_STATED EXERCISE:_ Retype the whole listing below, character for character.

>> START

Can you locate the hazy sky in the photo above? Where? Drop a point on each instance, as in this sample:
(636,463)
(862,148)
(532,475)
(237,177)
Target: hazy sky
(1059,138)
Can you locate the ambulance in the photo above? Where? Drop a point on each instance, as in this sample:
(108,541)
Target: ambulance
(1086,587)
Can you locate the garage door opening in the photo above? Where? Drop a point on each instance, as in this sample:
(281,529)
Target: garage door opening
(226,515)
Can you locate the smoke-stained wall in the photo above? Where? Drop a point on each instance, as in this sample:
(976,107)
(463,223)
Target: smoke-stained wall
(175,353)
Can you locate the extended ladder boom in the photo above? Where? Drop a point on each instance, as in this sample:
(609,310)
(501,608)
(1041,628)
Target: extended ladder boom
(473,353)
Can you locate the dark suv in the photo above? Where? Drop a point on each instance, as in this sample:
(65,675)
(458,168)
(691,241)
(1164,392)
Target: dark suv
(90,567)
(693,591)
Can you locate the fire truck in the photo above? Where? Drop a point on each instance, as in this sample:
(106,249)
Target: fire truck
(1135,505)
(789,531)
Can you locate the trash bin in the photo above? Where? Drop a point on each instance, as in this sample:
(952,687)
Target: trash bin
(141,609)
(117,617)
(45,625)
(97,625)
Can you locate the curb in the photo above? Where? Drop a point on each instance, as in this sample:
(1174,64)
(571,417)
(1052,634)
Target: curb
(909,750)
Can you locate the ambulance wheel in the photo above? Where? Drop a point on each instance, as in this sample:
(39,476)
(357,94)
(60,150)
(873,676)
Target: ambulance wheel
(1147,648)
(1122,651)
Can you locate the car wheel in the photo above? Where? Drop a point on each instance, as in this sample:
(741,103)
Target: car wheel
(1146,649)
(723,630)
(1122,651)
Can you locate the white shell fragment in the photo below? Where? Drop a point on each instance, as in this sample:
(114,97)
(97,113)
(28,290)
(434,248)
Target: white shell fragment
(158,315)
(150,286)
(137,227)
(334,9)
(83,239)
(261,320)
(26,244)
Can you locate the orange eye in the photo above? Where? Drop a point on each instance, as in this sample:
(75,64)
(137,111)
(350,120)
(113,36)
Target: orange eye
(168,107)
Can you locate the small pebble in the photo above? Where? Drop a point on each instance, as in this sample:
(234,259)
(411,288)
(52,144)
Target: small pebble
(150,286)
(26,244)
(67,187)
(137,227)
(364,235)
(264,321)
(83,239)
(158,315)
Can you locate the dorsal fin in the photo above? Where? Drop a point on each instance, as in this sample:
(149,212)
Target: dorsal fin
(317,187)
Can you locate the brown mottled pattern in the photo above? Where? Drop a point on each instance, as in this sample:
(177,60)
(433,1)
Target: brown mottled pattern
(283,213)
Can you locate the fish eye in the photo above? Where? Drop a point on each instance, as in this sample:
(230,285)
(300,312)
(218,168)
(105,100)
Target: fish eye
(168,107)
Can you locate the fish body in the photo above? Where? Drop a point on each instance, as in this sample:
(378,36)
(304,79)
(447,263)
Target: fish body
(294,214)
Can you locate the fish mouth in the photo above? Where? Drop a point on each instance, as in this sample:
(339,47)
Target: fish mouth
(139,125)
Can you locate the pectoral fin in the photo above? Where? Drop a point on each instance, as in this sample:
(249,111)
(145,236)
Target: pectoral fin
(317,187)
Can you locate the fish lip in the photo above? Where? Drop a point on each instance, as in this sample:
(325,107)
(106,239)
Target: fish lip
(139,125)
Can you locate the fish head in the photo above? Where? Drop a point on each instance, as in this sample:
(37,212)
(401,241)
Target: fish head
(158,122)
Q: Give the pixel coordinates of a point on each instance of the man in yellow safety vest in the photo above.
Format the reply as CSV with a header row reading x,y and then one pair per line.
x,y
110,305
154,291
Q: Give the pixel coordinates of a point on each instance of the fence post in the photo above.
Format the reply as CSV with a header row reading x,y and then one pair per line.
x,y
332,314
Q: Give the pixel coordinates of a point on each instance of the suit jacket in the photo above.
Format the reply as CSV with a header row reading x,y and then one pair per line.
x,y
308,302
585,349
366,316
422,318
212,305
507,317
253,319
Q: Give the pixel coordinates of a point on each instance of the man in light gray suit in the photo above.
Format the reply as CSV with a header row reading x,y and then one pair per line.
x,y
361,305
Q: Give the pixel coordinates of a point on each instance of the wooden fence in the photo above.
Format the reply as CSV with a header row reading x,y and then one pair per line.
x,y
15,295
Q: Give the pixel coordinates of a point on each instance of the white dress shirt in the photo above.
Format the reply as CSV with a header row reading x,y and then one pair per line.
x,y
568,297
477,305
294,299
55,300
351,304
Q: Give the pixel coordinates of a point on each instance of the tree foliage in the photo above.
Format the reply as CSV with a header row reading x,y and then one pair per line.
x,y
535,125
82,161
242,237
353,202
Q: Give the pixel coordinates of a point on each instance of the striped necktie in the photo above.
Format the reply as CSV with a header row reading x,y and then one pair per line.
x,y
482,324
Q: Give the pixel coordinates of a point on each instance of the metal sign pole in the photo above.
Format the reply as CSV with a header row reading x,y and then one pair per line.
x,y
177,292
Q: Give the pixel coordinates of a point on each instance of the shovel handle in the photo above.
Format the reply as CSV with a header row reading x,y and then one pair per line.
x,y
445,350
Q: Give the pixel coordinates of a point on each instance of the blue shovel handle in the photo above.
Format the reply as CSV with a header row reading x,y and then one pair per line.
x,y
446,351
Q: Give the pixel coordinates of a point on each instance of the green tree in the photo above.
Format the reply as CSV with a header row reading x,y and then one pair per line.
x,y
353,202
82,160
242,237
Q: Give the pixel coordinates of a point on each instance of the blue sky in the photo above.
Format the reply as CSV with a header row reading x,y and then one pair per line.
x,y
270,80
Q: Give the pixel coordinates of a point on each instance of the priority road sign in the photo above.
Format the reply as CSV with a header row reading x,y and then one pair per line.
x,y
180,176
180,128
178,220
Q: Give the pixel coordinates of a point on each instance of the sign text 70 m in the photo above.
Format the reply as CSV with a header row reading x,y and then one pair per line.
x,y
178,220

>> END

_THE OUTPUT:_
Can you locate the hazy sky in the photo above? Where? Drop a point on each instance, as in this sample:
(636,463)
(862,148)
(532,475)
(237,177)
Target: hazy sky
(1059,138)
Can you locate the ambulance in the photo above? Where? Drop a point on each instance, as in this sample:
(108,541)
Target: ambulance
(1086,587)
Can you locate the garage door opening in the photo above? Where? Drop a point on each instance, as in this sample:
(281,529)
Target: garage door opening
(226,515)
Can you locate the smoke-stained wall in the photo above? Where? Drop a point on each instance, as in this sample:
(976,107)
(463,223)
Target: smoke-stained wall
(175,353)
Can you locate the extended ladder boom in the photo above? Where? Drop a point on each instance, as in this sample:
(609,310)
(501,608)
(1041,628)
Target: extended ladder boom
(473,353)
Can you locate the dark suv in the photo above? Where? Drop a point on each instance, as in this sample:
(65,675)
(458,168)
(691,241)
(1164,392)
Target: dark suv
(90,567)
(693,591)
Can you locate the fire truck in the photo above? Where? Drop a point on each instance, as in this sample:
(106,249)
Target: fire truck
(1135,505)
(789,531)
Can you locate the trash bin in the photo above? Where? Drop a point on each instance, as in this sample:
(952,687)
Target: trash bin
(141,609)
(117,617)
(45,625)
(97,625)
Can you locate the curb in the photo above? Where? Drop a point on each instance, as in this sample:
(1174,64)
(571,417)
(1052,634)
Target: curb
(909,750)
Can you locate the ambulance wheel in the photo above? Where? Drop a point on each instance, as in this sample:
(39,476)
(357,94)
(60,150)
(873,676)
Target: ambulance wheel
(1147,648)
(1122,651)
Can you locate the car wheel in the photo above? Where? Drop a point on each instance, as in this sample:
(741,103)
Target: car wheel
(1146,649)
(723,630)
(1122,651)
Can you locate the white shell fragment in the photo below? Where? Drop a point on each instance, as in this sample:
(114,97)
(97,113)
(28,290)
(434,248)
Target: white shell fragment
(158,315)
(150,286)
(137,227)
(334,9)
(83,239)
(261,320)
(26,244)
Can you locate the orange eye in the photo above? Where? Drop a point on each instance, as in this sample:
(75,64)
(137,111)
(350,120)
(113,36)
Target: orange eye
(168,107)
Can you locate the small pebble in the photo above? Where? Drop a point on each instance, as in this sample:
(234,259)
(411,288)
(52,144)
Target: small pebble
(150,286)
(26,244)
(67,187)
(137,227)
(364,235)
(264,321)
(83,239)
(158,315)
Can you locate the dorsal fin in the photo above? Where? Drop a point on each instance, as in this sample:
(149,212)
Target: dorsal fin
(317,187)
Can you locate the brown mottled pattern in the photo above? Where? Drop a point on each instance, as in this sample:
(177,60)
(433,1)
Target: brown mottled pattern
(283,213)
Can you locate the fish eye in the photo above? Where? Drop a point on each instance, as in this sample:
(230,285)
(300,312)
(218,168)
(105,100)
Target: fish eye
(168,107)
Can you locate the fish body in the photo above? Where? Drop a point on each instance, as in this sample:
(378,36)
(304,79)
(447,263)
Target: fish body
(294,214)
Can you locate the fish mouth in the photo above? Where? Drop a point on each instance, as in this sample:
(339,47)
Target: fish mouth
(139,125)
Can you locate the pectoral fin in the photo above? Where? Drop a point on each instance, as in this sample:
(249,111)
(145,236)
Target: pectoral fin
(317,187)
Can you locate the fish lip in the photo above? Where? Drop a point on each instance, as in this sample:
(325,107)
(106,239)
Target: fish lip
(139,125)
Can you locate the fish head in the photo above? Where? Drop a point on each instance, as in this sample:
(37,212)
(401,241)
Target: fish head
(158,122)
Q: Give the pixel coordinates of a point on each instance of the man in yellow safety vest in the photo above.
Format the reply as CSV with a header row reading x,y and then one pair per line.
x,y
110,305
154,291
Q: Give the pixel coordinates of a point on each instance of the fence post in the photo above.
Format the reply as CSV with a header row reading x,y and then one pair per line.
x,y
332,314
Q: Give the pixel coordinates of a point on each instance of the suit jacket in the photo above.
Format the reply as CSV with a header row reading x,y and then one pair per line.
x,y
308,302
585,349
366,316
422,318
212,305
507,317
253,319
Q: Give the pixel coordinates of a point on each instance of the man in light gray suit in the photo above.
Format the reply as CSV with a header row reading x,y and then one pair per line.
x,y
361,305
Q: Give the pixel coordinates of a point on each instance of the wooden fence in the photo above.
Format the reply as CSV with a header row reading x,y and then one pair per line.
x,y
15,295
Q: Give the pixel coordinates of a point on each instance of the white dress shirt in the photo above.
Format the reply as CSV with a header row reading x,y and then one pair per line.
x,y
568,297
477,305
294,299
55,300
351,304
Q: Give the pixel coordinates of a point on each instance of the tree foliage in the photo above.
Format the reply as CSV with a header row reading x,y and then one pair per line.
x,y
535,125
82,161
242,237
353,202
Q: Give the pixel coordinates of a point on each instance of the striped necktie in the photo above.
Format the reply as CSV with a header row reading x,y and then one pair per line.
x,y
482,324
Q: Give the pixel coordinates of a point on each instance of the metal sign pole in the photo above.
Format the reply as CSV with a header row reading x,y and then one pair per line.
x,y
177,292
Q: Give the pixel coordinates of a point on each instance of the shovel handle in the photo above.
Format the reply as CSV with a header row reading x,y and then one pair per line.
x,y
445,350
Q: Give the pixel coordinates of a point on each instance of the blue shovel handle in the photo above.
Format the reply as CSV with a header row reading x,y and then one pair per line.
x,y
446,351
Q: Give the pixel coordinates of a point on each instance of the green tree in the photo above.
Format the reply as CSV with a header row reading x,y and then one pair per line.
x,y
353,202
82,160
242,237
Q: Give the pixel coordinates of a point on each instance of the blue sky in the photo above.
Format the reply as CSV with a header row reading x,y and then one pair per line.
x,y
270,80
Q: Give the pixel coordinates of a point on each instance of the priority road sign in the photo above.
Format the reply as CSV with a header row reading x,y and then one pair per line.
x,y
180,176
180,128
178,220
Q: Give the pixel coordinates of a point on each instance of the sign text 70 m in the photo above.
Format the reply as CSV with a header row reading x,y and then one pair per line.
x,y
178,220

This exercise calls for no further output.